++++ 本文抜粋 ++++

養老孟司さんに聞く!虫も人も生きづらい時代、生き易くなるにはどう考えるか、

無類の昆虫愛好家、昆虫学者として知られる

医学者・解剖学者の養老孟司さん登場。

虫も人も生きづらい時代、昆虫も人間もそれほど変われない。

どんな虫が’生き残っているのか?

では、人間はこれからどう考え、進むべきか

人間関係での悩みにどう対処するべきか

生き易くなるにはどう考えるか、

養老孟司さんに伺いました。

「形を読む 生物の形態をめぐって」(講談社学術文庫) コチラ

 

 

養老先生を魅了する昆虫の世界

解剖学と昆虫の世界はそっくり。

“どうしてこのような形をしているのか”ということや、

“色や形を目で見て考える”ということは解剖と似ている。

生き物の形、構造から話を進めていくというのはどちらも同じ。

昆虫の研究から、人体の常識を訂正させられることも多い。

虫に関心がずっとあったので、自分が医学の世界でできるとしたら

解剖のようなことだと思った。

まずは昆虫採集から始まる。

始めたら面白くてやめられない。

特に好きな虫はゾウムシ。

同じ昆虫でもカブトムシやクワガタの仲間は

好きな人がいるので、標本をあげてしまう。

++++ 提供資料 ++++

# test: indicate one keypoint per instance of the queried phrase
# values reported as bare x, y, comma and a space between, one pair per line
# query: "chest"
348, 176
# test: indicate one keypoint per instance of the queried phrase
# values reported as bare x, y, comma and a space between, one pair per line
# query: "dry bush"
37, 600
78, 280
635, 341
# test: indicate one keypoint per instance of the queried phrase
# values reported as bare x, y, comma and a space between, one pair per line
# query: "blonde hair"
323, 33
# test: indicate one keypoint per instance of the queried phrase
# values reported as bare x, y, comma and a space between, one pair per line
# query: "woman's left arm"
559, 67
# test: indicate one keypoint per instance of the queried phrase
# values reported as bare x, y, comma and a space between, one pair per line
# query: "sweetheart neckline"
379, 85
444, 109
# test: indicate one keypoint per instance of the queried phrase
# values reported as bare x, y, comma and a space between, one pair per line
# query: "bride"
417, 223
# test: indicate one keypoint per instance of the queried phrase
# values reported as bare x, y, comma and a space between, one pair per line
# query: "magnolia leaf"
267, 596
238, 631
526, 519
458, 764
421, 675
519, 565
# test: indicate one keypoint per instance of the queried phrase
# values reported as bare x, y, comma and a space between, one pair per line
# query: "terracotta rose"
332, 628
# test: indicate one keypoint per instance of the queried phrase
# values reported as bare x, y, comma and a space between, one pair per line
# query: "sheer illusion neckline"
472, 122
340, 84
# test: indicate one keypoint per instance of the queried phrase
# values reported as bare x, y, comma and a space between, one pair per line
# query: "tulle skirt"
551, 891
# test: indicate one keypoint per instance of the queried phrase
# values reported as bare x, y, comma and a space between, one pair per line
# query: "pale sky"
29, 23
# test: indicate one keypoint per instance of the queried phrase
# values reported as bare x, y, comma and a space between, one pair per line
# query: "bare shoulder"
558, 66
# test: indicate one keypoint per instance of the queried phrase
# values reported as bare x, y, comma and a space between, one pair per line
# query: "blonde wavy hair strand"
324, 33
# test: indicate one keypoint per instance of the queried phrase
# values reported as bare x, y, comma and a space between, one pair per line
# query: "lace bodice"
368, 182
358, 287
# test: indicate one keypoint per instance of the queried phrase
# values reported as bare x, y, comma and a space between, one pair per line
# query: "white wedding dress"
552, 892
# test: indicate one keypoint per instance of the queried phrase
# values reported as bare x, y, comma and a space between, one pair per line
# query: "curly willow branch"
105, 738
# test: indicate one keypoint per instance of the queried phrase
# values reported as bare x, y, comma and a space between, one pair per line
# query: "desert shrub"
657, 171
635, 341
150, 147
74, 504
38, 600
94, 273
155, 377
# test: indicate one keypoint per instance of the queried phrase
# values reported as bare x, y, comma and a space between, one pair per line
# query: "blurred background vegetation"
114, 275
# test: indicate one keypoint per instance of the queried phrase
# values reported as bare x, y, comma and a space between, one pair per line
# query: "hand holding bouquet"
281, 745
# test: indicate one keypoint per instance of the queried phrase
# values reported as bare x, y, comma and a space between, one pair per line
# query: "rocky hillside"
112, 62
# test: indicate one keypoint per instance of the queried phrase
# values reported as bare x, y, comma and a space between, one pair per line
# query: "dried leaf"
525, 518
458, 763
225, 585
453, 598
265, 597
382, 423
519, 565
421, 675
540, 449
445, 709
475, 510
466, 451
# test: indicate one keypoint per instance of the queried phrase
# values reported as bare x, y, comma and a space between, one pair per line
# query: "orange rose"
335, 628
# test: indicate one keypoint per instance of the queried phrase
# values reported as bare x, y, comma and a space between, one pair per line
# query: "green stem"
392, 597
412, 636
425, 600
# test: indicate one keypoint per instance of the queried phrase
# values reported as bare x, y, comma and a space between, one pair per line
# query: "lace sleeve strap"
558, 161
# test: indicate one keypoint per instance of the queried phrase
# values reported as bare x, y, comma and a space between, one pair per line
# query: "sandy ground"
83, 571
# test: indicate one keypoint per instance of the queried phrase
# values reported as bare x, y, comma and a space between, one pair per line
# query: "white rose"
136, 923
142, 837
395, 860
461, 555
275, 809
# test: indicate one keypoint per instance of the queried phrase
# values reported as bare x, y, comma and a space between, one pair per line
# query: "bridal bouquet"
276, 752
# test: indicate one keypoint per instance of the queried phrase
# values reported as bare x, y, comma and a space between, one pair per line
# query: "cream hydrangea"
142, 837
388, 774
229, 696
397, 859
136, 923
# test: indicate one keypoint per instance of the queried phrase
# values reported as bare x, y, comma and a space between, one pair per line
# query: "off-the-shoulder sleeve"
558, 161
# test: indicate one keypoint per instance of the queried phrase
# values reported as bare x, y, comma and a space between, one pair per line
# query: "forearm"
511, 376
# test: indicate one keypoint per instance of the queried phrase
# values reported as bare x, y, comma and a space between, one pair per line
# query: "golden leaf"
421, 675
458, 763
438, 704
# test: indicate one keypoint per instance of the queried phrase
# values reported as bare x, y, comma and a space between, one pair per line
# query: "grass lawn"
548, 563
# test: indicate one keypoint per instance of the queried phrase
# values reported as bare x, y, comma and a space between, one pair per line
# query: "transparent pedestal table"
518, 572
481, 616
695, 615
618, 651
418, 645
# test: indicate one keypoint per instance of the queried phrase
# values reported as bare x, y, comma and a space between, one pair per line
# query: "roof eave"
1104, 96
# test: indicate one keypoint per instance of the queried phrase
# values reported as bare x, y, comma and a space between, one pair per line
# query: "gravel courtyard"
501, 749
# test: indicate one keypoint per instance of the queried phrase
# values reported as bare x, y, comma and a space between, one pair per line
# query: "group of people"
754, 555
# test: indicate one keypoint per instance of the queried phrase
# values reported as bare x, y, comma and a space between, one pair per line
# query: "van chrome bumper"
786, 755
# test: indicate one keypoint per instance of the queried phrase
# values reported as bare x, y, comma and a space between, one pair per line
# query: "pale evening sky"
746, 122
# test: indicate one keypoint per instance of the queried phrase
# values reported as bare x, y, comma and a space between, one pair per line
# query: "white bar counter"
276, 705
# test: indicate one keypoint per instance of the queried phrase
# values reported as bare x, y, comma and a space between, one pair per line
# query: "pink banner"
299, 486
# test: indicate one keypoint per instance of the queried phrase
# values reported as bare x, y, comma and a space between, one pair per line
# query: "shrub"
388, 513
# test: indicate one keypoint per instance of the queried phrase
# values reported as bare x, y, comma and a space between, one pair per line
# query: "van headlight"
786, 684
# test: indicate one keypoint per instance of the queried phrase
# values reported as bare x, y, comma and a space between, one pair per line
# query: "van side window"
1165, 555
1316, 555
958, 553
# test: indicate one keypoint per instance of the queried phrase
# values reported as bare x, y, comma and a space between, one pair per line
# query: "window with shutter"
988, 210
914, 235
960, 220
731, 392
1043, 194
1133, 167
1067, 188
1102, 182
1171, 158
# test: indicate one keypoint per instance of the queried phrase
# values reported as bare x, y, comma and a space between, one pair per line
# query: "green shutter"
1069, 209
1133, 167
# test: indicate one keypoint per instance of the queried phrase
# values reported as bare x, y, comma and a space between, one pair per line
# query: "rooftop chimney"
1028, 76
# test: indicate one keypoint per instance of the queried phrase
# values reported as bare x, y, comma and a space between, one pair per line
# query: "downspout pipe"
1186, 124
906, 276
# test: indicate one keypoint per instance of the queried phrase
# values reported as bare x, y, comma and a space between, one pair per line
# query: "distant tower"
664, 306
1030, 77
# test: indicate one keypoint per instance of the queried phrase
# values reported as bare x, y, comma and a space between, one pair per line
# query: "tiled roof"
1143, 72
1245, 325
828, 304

++++

- [課題]:
本文の「解剖学と昆虫の世界はそっくり。」から始まり「解剖のようなことだと思った。」で終わる部分を、「昆虫」を「虫」に入れ替えて書き出してもらえますか?

- [解答欄]:
解剖学と虫の世界はそっくり。

“どうしてこのような形をしているのか”ということや、

“色や形を目で見て考える”ということは解剖と似ている。

生き物の形、構造から話を進めていくというのはどちらも同じ。

虫の研究から、人体の常識を訂正させられることも多い。

虫に関心がずっとあったので、自分が医学の世界でできるとしたら

解剖のようなことだと思った。